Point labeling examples
*****

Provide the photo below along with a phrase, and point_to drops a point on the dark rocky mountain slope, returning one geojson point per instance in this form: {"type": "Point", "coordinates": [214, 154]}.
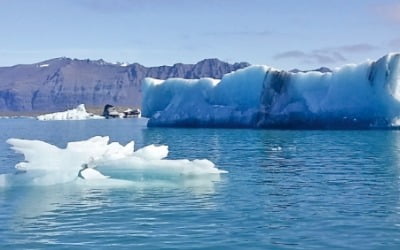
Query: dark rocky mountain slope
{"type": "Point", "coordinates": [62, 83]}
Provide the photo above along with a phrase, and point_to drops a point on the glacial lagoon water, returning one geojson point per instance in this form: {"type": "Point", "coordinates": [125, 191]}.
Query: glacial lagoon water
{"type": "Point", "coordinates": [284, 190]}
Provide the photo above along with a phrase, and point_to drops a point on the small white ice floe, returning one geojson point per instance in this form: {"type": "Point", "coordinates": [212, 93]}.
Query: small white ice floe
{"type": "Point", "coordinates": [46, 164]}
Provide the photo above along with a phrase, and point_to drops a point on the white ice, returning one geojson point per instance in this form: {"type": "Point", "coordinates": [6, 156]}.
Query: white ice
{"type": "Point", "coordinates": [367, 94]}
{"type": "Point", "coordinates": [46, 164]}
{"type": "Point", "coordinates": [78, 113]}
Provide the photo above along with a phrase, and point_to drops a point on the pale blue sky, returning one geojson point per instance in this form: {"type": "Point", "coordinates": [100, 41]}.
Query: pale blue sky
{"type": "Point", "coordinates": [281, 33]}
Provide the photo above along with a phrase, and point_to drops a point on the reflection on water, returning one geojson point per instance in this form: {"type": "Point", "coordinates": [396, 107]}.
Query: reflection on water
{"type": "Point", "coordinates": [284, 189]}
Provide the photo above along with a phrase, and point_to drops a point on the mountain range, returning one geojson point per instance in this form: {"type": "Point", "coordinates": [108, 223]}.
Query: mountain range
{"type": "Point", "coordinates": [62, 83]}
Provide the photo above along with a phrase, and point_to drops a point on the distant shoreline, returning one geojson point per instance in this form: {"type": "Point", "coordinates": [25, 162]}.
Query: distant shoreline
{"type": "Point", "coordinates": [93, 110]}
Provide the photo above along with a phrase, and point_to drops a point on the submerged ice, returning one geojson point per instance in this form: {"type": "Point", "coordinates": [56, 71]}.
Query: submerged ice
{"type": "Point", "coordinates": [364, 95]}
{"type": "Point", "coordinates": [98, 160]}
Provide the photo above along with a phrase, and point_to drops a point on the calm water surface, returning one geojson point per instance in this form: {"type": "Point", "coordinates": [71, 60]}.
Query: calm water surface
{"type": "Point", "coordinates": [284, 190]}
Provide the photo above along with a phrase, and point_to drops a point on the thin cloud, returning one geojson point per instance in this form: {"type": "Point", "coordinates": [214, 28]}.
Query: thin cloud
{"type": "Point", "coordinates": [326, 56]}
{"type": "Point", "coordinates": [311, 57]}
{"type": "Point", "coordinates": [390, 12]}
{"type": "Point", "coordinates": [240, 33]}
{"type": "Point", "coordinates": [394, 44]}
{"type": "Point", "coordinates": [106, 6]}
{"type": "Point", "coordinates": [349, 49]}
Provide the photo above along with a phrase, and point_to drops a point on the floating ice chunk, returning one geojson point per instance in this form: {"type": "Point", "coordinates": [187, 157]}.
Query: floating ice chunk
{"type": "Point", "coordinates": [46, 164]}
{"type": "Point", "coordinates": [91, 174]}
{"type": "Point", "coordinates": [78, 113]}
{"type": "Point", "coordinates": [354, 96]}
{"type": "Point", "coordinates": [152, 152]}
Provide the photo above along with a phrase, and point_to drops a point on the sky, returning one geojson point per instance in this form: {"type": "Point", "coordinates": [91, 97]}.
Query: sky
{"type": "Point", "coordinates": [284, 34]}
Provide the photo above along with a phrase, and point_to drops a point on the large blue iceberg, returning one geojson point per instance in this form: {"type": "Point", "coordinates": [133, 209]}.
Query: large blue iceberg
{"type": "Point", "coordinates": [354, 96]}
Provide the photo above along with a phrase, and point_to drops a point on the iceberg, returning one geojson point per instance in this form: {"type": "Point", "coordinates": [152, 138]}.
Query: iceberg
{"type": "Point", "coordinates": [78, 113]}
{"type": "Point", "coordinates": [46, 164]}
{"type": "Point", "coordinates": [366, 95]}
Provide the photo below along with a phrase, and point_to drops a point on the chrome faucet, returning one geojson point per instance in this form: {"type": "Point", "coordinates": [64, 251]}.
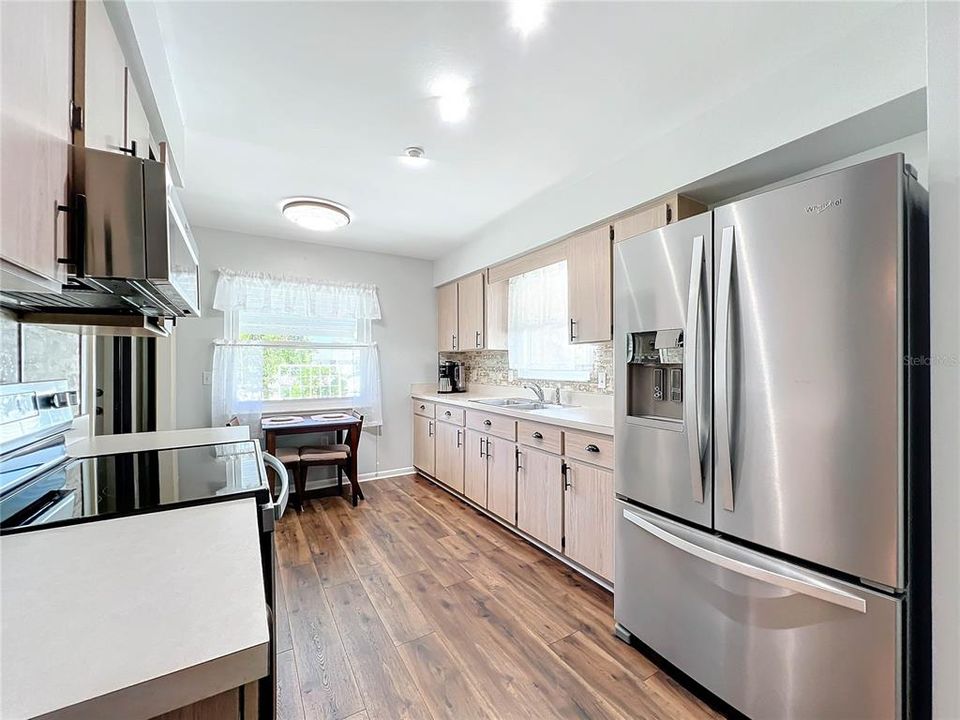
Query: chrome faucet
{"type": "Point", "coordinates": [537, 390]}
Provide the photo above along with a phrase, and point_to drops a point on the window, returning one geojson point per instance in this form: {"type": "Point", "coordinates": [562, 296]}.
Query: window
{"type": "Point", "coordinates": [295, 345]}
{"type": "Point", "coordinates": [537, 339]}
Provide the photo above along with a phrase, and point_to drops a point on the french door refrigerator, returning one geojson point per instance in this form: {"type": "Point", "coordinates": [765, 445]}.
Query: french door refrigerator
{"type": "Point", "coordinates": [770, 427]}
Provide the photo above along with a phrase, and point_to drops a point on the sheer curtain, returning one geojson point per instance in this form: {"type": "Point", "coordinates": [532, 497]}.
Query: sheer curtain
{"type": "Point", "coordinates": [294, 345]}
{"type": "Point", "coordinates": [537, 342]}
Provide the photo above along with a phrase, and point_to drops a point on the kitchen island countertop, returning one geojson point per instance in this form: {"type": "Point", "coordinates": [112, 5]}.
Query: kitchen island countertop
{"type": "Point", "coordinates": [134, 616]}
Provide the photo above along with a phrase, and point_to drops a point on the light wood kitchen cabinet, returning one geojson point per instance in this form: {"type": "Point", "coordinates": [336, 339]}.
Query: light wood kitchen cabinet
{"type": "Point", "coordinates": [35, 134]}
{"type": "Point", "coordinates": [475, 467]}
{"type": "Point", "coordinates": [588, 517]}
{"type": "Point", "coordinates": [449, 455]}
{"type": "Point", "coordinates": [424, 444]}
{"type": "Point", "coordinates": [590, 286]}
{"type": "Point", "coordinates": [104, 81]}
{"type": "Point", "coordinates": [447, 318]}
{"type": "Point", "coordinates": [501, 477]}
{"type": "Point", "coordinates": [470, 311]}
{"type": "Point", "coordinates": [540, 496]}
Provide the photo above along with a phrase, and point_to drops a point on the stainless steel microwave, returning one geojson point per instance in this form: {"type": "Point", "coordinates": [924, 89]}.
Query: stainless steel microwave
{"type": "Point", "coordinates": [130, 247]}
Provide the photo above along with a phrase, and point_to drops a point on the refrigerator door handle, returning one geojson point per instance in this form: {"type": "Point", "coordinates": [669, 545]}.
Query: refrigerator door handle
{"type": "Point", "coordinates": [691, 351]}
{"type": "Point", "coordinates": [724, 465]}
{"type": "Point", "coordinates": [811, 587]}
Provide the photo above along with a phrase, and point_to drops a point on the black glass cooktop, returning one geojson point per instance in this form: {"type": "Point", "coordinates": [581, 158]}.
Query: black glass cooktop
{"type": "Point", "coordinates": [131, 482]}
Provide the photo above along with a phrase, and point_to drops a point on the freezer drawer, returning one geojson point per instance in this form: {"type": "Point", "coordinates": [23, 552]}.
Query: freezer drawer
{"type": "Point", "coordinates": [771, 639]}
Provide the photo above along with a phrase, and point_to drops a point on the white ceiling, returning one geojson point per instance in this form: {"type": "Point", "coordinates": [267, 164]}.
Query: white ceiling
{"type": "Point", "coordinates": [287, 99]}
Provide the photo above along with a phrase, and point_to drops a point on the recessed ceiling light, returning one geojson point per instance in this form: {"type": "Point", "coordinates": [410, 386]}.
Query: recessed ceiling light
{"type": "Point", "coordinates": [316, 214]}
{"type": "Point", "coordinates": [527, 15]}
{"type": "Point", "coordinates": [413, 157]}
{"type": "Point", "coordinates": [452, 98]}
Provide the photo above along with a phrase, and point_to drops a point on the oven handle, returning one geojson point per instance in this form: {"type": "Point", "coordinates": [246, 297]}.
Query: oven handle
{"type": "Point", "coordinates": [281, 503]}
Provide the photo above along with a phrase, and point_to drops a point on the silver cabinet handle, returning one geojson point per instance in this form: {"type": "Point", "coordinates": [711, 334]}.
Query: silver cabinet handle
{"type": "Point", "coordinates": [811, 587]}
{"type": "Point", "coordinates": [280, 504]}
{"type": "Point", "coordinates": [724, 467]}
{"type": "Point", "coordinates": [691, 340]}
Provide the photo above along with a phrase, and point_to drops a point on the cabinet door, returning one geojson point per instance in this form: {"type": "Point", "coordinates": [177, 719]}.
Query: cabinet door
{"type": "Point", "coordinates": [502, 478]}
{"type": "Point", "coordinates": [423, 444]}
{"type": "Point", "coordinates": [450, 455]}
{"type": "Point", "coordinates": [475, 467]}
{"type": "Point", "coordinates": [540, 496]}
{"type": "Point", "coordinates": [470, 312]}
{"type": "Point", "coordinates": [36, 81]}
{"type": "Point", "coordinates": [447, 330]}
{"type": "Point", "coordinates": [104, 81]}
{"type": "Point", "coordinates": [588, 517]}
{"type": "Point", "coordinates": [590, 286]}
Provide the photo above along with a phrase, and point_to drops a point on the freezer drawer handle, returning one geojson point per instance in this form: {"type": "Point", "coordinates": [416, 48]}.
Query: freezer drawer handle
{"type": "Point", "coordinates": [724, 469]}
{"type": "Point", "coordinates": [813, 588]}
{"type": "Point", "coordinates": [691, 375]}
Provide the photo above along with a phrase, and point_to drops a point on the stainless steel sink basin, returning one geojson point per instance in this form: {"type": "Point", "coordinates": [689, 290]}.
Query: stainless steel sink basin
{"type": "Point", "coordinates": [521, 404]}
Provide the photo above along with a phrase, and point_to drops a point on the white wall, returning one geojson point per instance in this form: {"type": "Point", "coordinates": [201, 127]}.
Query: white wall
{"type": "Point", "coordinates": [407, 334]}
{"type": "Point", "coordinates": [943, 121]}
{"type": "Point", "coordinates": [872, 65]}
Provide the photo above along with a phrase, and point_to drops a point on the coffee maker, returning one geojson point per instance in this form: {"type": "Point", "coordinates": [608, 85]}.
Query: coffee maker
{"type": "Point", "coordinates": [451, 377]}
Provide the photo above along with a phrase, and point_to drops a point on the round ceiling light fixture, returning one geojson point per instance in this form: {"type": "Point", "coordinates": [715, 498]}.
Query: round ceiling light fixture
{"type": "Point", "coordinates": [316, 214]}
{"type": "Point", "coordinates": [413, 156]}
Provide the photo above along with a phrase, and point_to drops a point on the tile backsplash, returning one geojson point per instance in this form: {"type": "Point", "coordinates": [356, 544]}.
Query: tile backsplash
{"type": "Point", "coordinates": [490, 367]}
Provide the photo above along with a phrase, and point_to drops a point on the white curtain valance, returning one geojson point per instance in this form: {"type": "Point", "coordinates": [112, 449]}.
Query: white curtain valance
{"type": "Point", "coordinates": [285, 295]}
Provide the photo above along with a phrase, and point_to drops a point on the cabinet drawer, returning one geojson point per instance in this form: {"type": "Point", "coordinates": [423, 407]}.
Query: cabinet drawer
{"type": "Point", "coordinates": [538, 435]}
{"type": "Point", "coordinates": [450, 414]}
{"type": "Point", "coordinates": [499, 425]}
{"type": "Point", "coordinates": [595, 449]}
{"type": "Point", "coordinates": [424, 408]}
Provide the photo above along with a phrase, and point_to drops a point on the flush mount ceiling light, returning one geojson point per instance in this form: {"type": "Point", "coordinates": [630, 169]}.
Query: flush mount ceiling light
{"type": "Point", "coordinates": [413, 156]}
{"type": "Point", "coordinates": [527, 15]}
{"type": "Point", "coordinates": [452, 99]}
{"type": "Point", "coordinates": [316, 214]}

*****

Write out again, exactly, the lines from the one holding "on the flush" through the end of the listing, with both ends included.

Provide the photo above along with a phrase, and point_to drops a point on the flush mount ceiling light, returning one geojson point per instance in this form: {"type": "Point", "coordinates": [630, 169]}.
Query: flush mount ceiling light
{"type": "Point", "coordinates": [413, 156]}
{"type": "Point", "coordinates": [527, 15]}
{"type": "Point", "coordinates": [452, 99]}
{"type": "Point", "coordinates": [316, 214]}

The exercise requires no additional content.